Two years have changed a lot.
Having finally accrued a bit of vacation time at my still relatively new job, I decided to schedule off Friday, Sept. 2 to make a four-day Labor Day weekend. I initially tried to make more ambitious plans - the Wind Rivers or the Tetons, for instance - but couldn't find any takers. I "settled" for the Chicago Basin.
Steve, who was my only partner on that initial foray into Chicago Basin, was the first to sign up. We'd managed only to summit Windom on our first attempt (my first 14er), as we were on an abbreviated two-day itinerary. He was as eager as I was to go back for the other three. Andrew agreed to the trip shortly thereafter, and Leah and her dog Rope joined near the last minute. With a full car, we set off for Durango after work on Sept. 1 and camped at Junction Creek.
Equipped this time with a lighter pack and two years (and 30 peaks) of experience, Andrew and I managed to get first pick of campsites in the basin, arriving from the train in 2.5 hours. We chose an awesome spot near a flat, treeless area we called our beach, on which we'd spend much of our downtime lounging and reading. Camped on the right side of Needle Creek (when you're facing toward Windom/Jupiter), we had absolutely zero issues with goats or other critters. We saw them routinely in campsites on the other side of the creek, though.
A solo hiker kept pace with us most of the approach, making us the first three into the basin from that day's train - and he was wearing SANDALS! He was on exactly the same itinerary as us, so we invited him to join our party. Joe became our fifth member. Leah, Steve and Rope arrived a short time later.
Knowing how volatile the weather in Chicago Basin can be, we hit the trail at 4:30 a.m. on Day 1. The goals were Sunlight and Windom. I was surprised to see how many other people chose such an early start, including a nine-person Colorado Mountain Club group. As crowded as the trails were, Leah said she didn't mind if we went ahead. Steve and Andrew tackled Sunlight's West Ridge, while Joe and I slogged up the standard scree gully. I regret that looking back - do the West Ridge!
We timed our hike to hit Twin Lakes at about first light, which in my opinion was ideal. Once out of Sunlight's gully, the Class 3 scrambling is really fun. We didn't make much of an effort to stay on route, instead choosing fun variations that eventually got us to the summit block.

Records from a dataset
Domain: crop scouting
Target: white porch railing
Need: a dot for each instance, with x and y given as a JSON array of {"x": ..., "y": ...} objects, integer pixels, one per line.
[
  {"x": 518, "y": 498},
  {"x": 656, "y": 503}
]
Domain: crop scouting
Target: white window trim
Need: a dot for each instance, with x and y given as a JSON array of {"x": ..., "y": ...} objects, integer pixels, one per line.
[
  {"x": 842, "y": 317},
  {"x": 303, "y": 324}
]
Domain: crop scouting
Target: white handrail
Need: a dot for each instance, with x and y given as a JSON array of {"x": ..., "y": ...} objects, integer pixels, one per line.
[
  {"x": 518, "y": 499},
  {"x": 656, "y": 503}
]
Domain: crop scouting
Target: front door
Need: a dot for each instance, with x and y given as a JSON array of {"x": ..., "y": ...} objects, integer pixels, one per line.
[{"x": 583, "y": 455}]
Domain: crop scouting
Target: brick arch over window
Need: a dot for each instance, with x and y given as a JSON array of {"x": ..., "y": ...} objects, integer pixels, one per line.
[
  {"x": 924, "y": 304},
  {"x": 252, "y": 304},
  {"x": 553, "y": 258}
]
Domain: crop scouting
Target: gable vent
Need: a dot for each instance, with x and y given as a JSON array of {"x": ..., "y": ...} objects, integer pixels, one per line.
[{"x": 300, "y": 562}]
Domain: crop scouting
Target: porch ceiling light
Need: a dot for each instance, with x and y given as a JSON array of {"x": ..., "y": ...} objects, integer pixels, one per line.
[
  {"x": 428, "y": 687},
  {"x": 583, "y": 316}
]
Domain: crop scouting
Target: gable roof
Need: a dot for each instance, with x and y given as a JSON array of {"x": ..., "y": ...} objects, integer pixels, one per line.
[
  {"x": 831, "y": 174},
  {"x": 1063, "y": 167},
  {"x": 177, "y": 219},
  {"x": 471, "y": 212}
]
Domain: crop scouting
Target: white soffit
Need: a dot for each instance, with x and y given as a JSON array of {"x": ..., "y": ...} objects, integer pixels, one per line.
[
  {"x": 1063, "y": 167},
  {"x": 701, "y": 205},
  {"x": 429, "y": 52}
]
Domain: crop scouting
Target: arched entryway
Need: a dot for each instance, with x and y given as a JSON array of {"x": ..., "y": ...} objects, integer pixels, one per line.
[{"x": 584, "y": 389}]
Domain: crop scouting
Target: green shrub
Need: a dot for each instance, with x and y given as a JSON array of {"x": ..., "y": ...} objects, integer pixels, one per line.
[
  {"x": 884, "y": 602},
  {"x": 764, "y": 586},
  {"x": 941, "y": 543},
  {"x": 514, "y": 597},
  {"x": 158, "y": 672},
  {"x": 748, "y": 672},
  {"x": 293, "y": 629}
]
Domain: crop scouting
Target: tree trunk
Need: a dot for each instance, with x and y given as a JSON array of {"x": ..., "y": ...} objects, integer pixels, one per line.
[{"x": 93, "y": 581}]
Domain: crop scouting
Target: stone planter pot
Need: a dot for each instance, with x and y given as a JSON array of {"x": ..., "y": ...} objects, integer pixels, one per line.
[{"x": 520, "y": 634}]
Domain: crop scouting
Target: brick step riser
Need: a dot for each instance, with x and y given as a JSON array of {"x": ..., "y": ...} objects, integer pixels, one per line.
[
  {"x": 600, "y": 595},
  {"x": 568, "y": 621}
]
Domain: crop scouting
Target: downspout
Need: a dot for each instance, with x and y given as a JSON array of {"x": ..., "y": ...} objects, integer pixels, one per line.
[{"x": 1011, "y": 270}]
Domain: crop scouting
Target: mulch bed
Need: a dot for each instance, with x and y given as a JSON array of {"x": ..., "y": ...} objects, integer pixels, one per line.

* * *

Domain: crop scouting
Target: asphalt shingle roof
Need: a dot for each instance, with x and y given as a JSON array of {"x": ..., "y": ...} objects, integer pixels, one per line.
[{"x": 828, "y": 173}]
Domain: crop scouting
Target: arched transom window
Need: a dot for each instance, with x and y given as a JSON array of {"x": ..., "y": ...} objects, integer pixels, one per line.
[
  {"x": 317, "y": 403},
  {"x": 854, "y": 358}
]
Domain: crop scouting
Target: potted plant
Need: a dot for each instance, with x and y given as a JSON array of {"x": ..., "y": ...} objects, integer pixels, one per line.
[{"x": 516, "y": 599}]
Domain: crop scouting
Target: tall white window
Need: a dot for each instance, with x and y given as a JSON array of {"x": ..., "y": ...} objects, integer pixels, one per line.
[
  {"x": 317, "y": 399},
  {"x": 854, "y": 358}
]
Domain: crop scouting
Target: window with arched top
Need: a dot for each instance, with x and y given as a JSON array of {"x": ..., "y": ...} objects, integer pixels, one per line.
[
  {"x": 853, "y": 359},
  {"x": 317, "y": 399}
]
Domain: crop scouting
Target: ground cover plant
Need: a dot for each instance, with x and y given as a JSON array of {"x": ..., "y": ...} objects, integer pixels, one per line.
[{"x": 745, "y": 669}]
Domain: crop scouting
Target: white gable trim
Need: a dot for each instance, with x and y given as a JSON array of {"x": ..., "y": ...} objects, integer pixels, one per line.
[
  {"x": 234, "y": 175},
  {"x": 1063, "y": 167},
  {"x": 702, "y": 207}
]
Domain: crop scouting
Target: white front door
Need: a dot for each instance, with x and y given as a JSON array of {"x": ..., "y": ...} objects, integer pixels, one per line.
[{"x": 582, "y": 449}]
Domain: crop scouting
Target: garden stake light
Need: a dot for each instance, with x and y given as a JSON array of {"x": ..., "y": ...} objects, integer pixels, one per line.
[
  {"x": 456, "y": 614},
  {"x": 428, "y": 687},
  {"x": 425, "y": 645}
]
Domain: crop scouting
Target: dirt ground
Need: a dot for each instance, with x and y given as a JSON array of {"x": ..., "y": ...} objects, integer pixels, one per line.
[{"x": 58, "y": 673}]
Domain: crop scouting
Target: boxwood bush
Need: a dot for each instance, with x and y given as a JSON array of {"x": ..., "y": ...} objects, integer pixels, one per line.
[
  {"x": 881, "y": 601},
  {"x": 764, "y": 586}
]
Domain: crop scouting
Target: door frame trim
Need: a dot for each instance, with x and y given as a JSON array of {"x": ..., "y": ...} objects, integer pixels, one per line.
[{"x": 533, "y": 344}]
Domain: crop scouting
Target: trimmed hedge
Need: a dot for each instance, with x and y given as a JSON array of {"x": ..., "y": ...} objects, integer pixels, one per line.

• [PROBLEM TO SOLVE]:
Answer these from the Chicago Basin trip account:
1. Where did the group camp on the night they drove to Durango?
2. How long did it take Andrew and the writer to reach the basin from the train?
3. At what time did they start hiking on Day 1?
You won't need the records for any of this.

• [COMPLETE ANSWER]:
1. Junction Creek
2. 2.5 hours
3. 4:30 a.m.